* [STATED PROBLEM]:
Each entry needs to be restated exactly as written.

+++ SUPPLIED ENTRIES

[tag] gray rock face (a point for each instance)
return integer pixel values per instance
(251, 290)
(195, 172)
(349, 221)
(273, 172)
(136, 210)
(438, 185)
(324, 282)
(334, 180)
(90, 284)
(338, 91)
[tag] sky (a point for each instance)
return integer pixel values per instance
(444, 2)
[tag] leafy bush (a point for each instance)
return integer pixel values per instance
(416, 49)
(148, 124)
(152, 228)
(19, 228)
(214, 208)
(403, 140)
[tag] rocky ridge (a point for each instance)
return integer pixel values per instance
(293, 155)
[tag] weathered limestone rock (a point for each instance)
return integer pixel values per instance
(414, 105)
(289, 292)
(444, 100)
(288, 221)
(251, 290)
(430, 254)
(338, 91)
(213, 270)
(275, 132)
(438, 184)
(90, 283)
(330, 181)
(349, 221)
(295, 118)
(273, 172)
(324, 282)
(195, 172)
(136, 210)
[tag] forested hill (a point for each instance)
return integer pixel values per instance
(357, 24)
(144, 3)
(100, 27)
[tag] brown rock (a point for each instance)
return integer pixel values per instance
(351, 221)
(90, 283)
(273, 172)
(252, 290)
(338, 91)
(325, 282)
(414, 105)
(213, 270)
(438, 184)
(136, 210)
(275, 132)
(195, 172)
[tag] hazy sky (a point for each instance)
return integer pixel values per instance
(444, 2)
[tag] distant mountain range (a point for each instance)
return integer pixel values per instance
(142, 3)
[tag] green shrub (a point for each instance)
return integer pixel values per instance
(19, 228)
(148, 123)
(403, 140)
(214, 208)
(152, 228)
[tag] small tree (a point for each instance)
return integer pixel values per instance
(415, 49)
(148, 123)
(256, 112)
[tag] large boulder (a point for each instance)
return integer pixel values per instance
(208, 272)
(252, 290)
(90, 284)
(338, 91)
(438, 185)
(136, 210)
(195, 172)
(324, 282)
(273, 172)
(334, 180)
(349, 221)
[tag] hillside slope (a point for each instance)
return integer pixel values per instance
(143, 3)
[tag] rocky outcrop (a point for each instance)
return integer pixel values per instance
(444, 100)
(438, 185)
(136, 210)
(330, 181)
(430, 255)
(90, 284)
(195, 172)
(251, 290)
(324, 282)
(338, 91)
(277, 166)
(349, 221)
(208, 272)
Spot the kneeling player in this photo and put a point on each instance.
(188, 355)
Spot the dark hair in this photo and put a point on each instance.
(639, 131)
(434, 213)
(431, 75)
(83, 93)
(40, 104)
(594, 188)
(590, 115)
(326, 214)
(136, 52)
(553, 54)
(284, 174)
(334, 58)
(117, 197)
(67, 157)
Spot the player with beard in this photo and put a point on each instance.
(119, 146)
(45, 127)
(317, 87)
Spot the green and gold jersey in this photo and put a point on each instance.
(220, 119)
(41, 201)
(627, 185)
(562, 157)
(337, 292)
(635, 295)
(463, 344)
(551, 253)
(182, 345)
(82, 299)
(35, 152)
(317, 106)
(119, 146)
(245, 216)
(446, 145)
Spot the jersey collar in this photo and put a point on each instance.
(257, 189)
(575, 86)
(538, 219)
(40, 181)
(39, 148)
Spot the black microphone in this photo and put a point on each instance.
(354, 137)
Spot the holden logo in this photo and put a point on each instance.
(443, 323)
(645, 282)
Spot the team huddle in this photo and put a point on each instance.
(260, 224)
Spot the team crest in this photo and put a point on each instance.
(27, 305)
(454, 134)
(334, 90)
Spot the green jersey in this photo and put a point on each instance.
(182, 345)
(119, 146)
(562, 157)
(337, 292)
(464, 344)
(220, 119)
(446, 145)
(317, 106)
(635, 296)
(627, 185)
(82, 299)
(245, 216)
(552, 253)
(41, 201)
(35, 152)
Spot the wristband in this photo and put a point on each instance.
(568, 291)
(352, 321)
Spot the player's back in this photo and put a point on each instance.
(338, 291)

++++++

* [RESULT OF THIS EXERCISE]:
[tag] gray rock face (a point for each instance)
return integer pixel values per instance
(251, 290)
(195, 172)
(349, 221)
(273, 172)
(136, 210)
(438, 185)
(324, 282)
(334, 180)
(90, 284)
(338, 91)
[tag] sky (a point for each instance)
return integer pixel values per instance
(444, 2)
[tag] leafy bush (a point for each instance)
return integer pixel values per instance
(416, 49)
(148, 124)
(152, 228)
(19, 228)
(214, 208)
(403, 140)
[tag] rocky ridge (a point for each instance)
return integer pixel values per instance
(293, 155)
[tag] weathered limestone rock (a point for each instance)
return integer pixel values per instance
(414, 105)
(289, 292)
(444, 100)
(288, 221)
(251, 290)
(430, 254)
(338, 91)
(213, 270)
(275, 132)
(438, 184)
(90, 283)
(330, 181)
(349, 221)
(295, 118)
(273, 172)
(324, 282)
(195, 172)
(136, 210)
[tag] forested hill (a point for each instance)
return integer pixel values per instance
(357, 24)
(144, 3)
(100, 27)
[tag] brown rock (a point for each instance)
return integer pixel values per instance
(351, 221)
(90, 283)
(273, 172)
(252, 290)
(338, 91)
(325, 282)
(414, 105)
(213, 270)
(438, 184)
(136, 210)
(275, 132)
(195, 172)
[tag] hazy sky (a point for each instance)
return integer pixel values per instance
(444, 2)
[tag] distant mountain range (a point for each instance)
return integer pixel values per instance
(142, 3)
[tag] green shrub (a point for each instance)
return integer pixel values per instance
(19, 228)
(148, 123)
(403, 140)
(214, 208)
(152, 228)
[tag] small tree (a point for each instance)
return integer pixel values per instance
(415, 49)
(148, 123)
(256, 112)
[tag] large boulder (a point for each instance)
return integer pixel values per instance
(208, 272)
(252, 290)
(90, 284)
(338, 91)
(438, 185)
(136, 210)
(195, 172)
(324, 282)
(273, 172)
(334, 180)
(349, 221)
[tag] hillside slope (a point for each instance)
return integer pixel values per instance
(143, 3)
[tag] rocky outcrop (a point for each instance)
return integer pixel values per instance
(444, 100)
(438, 185)
(136, 210)
(330, 181)
(430, 255)
(90, 284)
(195, 172)
(251, 290)
(324, 282)
(338, 91)
(277, 166)
(349, 221)
(208, 272)
Spot the kneeling player in this photo and put a point on each instance.
(188, 355)
Spot the dark hair in this photo and put a point on each instance.
(639, 131)
(434, 213)
(431, 75)
(83, 93)
(40, 104)
(594, 188)
(590, 115)
(326, 214)
(136, 52)
(553, 54)
(284, 174)
(334, 58)
(117, 197)
(67, 157)
Spot the player with beard in this photo and put a point on each instance.
(119, 146)
(45, 127)
(317, 87)
Spot the green and gold jersey in this photo and put a point on each instance.
(220, 119)
(41, 201)
(627, 185)
(562, 157)
(337, 292)
(635, 295)
(463, 344)
(551, 253)
(182, 345)
(82, 299)
(35, 152)
(317, 106)
(119, 146)
(245, 216)
(446, 145)
Spot the jersey collar in this photo and put a point on each instance.
(257, 189)
(575, 86)
(538, 219)
(40, 181)
(39, 148)
Spot the black microphone in this photo and put a point on each instance.
(354, 137)
Spot the holden logo in this photo and put a point on each instance.
(443, 323)
(645, 282)
Spot the team huddle in this photo and put a point on each instance.
(260, 224)
Spot the team crest in this photo and put a point on each instance.
(27, 305)
(454, 134)
(334, 90)
Spot the green jersey in this photo and put a point on each instance.
(182, 345)
(119, 146)
(562, 157)
(337, 292)
(464, 344)
(220, 119)
(446, 145)
(317, 106)
(635, 296)
(627, 185)
(82, 299)
(245, 216)
(552, 253)
(41, 201)
(35, 152)
Spot the wristband in this photo and put a point on each instance.
(568, 291)
(352, 321)
Spot the player's back in this photo and put a point on each instance.
(338, 291)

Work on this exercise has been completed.